PROVIDED PASSAGE ->
Ainge reflected on those days of the ’80s when either the Celtics or Lakers made an appearance in the NBA Finals in each year of the decade. The Celtics and Lakers met in the championship round three times. Ainge spoke about how stacked each team was, rattling off players from each roster but purposely leaving out LA forward Kurt Rambis.

Danny Ainge and the Boston Celtics went 1-2 against the Lakers in the NBA Finals

Danny Ainge of the Boston Celtics guards Michael Cooper of the Los Angeles Lakers during an NBA game circa 1985 at the Boston Garden in Boston, Massachusetts. | Focus on Sport/Getty Images.

Those ’80s games between the Celtics and Lakers were heated. Just ask former Lakers guard Byron Scott how intense they were.

“The one thing everybody has to understand is it was a true rivalry,” Scott said on his Off the Dribble podcast. “You don’t have the true rivalries in the NBA like you did back in those days. We didn’t play ball with those guys in the summer. Those guys hated us. We hated them.

“The rivalry was real. It was legit. We couldn’t stand each other. We tried to beat them up. They tried to beat us up. In the midst of all that, we were trying to win a series.”

The beating-up part happened in the first Finals meeting between the clubs of the decade in 1984. After the Lakers thumped the Celtics in Game 3 to take a 2-1 series lead, Boston’s Larry Bird called out his teammates for being soft. In Game 4, the Celtics responded when Kevin McHale clotheslined Rambis that seemed to switch momentum in the game. At the time of the hard foul, Boston trailed 76-70. The Celtics went on to win in overtime. Boston won the series in seven games. LA beat Boston in 1985 and 1987.

Although McHale did the dirty work, Ainge might have had something to do with it.

“We get blown out in Game 1, we are so lucky to win Game 2,” Ainge recalled the Locked On Celtics podcast in 2020. “We’re probably in the one percentile of winning that game, and then in Game 3 we get crushed again and it’s just a dunk fest.

“I remember Kevin, we’re going out to stretch for practice the next day, and Kevin saying, ‘We’ve gotta take guys out. We gotta make some hard fouls.’ And I said, ‘Kevin, I get booed in every arena because I take hard fouls. Why don’t you foul somebody hard one time?’”

Ainge recently reflected on that ’80s rivalry with the Lakers

As Scott mentioned, the hatred between the teams was real. The Celtics and Lakers were by far the most dominant teams for the better part of the ’80s, and they did whatever it took to win.

Ainge recently appeared on the Y’s Guys podcast and spoke about those days.

“It was fun,” Ainge said. “It was special. Those teams were stacked, both the Lakers and the Celtics in the early and mid-80s. Kareem (Abdul-Jabbar) is arguably one of the greatest players to ever live. You’ve got Bird and Magic (Johnson), who transformed the entire league.

“Then you’ve got players like (James) Worthy and Byron Scott and Bob McAdoo. Then you’ve got McHale and (Cedric) Maxwell.”

As Ainge continued, the host interrupted by saying, “Rambis was there.”

“I didn’t mention him on purpose,” Ainge said without breaking stride.

“We have a guy like Scott Wedman, who was the highest-paid player during this era at one point and was an NBA All-Star the year before we got him. He couldn’t even get on the court. He was like a 10-minute-a-game player and was a fantastic player. Most people don’t even know he was an All-Star.”

Ainge is right. Those teams were stacked, with or without Rambis.

DATA ->

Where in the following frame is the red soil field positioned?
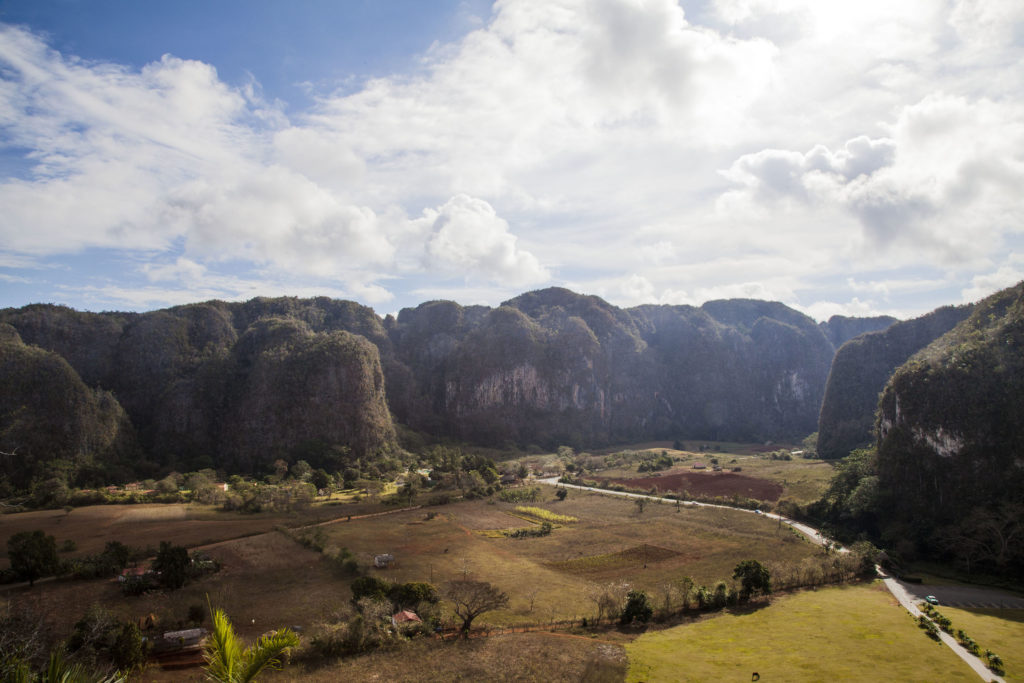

WHAT THE TASK REQUIRES -> Please condense the paragraph in the Celtics–Lakers article that begins "The beating-up part happened" into a short bulleted list that keeps its main facts.

EXERCISE OUTPUT ->
- The rough play came in the clubs' first Finals meeting of the decade, in 1984.
- After the Lakers routed the Celtics in Game 3 to lead the series 2-1, Larry Bird called his teammates soft.
- In Game 4, with Boston trailing 76-70, Kevin McHale clotheslined Rambis, which seemed to swing the momentum. The Celtics won in overtime.
- Boston took the series in seven games.
- LA beat Boston in the 1985 and 1987 Finals.